Supplied entries
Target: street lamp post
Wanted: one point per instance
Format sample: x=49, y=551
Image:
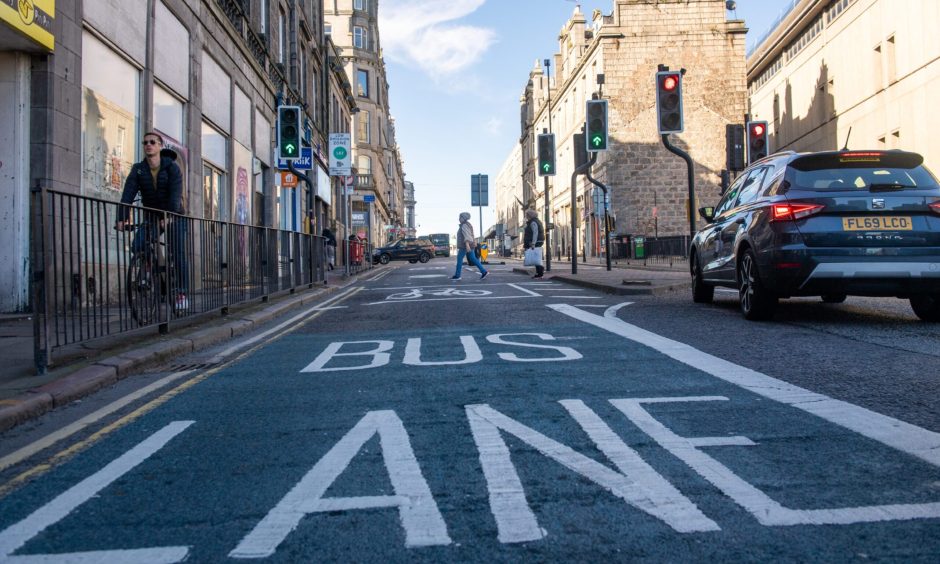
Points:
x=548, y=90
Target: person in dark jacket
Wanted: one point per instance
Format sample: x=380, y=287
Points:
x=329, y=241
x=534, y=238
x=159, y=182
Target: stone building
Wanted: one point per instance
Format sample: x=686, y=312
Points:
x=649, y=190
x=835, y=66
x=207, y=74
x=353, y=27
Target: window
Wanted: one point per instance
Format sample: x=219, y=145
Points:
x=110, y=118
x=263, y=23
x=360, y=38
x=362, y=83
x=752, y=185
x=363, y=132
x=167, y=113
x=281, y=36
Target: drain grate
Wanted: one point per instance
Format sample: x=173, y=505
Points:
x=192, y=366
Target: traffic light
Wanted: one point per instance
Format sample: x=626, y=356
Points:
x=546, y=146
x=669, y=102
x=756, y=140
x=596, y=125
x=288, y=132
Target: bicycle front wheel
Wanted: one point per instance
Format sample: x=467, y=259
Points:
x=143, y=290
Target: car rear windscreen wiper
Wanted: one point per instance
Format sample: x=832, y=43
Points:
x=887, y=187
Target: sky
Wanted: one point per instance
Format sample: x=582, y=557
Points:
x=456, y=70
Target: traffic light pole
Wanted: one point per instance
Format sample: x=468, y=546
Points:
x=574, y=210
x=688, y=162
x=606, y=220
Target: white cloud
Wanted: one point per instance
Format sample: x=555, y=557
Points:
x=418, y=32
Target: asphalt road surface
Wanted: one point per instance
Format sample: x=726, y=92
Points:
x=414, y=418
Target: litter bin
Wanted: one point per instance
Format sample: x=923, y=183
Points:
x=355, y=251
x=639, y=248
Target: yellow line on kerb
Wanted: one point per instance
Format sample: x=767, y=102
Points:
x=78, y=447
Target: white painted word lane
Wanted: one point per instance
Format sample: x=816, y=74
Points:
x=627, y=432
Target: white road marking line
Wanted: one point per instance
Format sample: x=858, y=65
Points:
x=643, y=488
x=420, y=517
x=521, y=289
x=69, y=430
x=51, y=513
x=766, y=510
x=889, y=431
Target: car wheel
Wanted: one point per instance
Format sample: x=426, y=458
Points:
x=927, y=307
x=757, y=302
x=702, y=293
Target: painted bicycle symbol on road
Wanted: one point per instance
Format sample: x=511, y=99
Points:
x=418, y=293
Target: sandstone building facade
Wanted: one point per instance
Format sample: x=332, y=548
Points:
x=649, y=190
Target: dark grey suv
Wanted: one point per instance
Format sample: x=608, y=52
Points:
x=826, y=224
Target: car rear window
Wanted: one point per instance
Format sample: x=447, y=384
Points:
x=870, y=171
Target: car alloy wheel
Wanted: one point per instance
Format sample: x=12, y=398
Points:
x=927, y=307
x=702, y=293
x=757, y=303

---

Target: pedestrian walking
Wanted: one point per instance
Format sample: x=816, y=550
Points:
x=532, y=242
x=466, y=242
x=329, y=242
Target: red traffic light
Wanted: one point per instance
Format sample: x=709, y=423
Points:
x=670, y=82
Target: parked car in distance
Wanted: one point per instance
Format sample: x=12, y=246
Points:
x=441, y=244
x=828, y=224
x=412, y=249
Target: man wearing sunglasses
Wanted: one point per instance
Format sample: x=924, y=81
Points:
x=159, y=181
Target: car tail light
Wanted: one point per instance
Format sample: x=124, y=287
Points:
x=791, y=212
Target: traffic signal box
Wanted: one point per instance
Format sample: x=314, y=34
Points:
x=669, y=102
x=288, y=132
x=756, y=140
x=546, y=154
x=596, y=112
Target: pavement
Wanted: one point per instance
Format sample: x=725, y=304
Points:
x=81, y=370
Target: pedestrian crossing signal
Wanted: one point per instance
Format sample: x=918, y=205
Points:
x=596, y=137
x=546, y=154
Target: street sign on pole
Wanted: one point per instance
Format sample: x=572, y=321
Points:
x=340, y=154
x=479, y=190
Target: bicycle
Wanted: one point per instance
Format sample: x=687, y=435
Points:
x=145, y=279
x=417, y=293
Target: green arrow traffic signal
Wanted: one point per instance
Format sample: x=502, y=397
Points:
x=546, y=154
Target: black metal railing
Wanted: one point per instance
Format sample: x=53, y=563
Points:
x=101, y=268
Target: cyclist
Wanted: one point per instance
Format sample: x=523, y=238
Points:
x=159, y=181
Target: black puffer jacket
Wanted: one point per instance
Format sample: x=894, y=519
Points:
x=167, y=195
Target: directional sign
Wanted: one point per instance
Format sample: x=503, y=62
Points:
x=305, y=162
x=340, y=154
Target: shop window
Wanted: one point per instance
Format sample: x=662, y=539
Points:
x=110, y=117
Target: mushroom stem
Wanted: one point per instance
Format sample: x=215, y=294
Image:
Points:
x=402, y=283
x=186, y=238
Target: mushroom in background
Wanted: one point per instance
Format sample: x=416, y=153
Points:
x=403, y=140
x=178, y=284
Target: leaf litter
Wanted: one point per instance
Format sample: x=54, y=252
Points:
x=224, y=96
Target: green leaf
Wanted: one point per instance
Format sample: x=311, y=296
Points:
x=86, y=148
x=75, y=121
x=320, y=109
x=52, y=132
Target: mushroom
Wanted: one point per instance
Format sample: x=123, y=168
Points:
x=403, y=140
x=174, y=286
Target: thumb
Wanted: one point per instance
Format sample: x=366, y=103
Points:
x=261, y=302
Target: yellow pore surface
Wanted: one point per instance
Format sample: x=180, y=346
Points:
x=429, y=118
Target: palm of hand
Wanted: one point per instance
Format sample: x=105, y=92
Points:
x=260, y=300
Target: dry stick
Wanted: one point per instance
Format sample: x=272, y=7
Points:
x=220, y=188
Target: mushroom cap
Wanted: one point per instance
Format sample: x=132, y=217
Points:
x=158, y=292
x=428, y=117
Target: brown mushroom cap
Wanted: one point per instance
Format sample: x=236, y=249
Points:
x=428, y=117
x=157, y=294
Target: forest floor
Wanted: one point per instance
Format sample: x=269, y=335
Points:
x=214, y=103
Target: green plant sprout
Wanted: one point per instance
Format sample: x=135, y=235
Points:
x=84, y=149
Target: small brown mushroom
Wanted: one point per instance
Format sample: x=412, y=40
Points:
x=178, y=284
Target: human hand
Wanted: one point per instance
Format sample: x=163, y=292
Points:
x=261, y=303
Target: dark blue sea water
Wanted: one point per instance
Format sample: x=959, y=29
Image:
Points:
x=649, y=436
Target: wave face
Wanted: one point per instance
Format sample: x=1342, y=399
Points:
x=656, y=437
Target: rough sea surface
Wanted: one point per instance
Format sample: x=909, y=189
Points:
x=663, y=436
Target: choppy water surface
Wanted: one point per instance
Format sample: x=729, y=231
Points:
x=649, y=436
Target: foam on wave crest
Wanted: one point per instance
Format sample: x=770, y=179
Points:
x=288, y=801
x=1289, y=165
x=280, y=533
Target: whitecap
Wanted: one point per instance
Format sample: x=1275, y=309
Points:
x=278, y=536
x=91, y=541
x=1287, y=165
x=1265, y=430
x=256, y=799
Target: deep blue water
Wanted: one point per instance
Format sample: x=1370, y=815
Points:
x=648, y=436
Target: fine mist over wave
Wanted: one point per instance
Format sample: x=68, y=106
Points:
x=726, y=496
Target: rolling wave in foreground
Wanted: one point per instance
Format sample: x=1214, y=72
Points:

Task instructions
Resize the rows in the stretch from the line containing "Target: dark blue sea water" through the line containing "x=726, y=496", both included. Give only those lines again, requests included, with each x and y coordinate in the answer points multiplied by 1.2 and rounded to a whole number (halves round up), leaving the requests and their format samples unchanged.

Complete output
Target: dark blue sea water
Wanted: one point per instance
Format sample: x=959, y=29
Image:
Points:
x=779, y=523
Target: wave face
Wanted: one point per instance
Format sample: x=1342, y=399
Points:
x=787, y=524
Target: rough sea surface
Wanted: one point per instance
Format sample: x=909, y=189
Points:
x=796, y=523
Target: choppy water surface
Wanted: one point per instance
Format sample: x=729, y=231
Points:
x=779, y=523
Target: foam on wave crest
Wanted: one point per instance
Format sample: x=770, y=179
Points:
x=346, y=961
x=1547, y=198
x=336, y=640
Target: whitecap
Wanted: one point per instance
Format sample: x=1275, y=309
Points:
x=334, y=643
x=109, y=649
x=1544, y=198
x=1518, y=516
x=307, y=959
Target: deep blue water
Wanted: one point per instance
Format sample: x=1370, y=815
Points:
x=778, y=523
Target: fine mist over wave
Wanted: one point per instance
Format sample: x=68, y=106
Points:
x=871, y=595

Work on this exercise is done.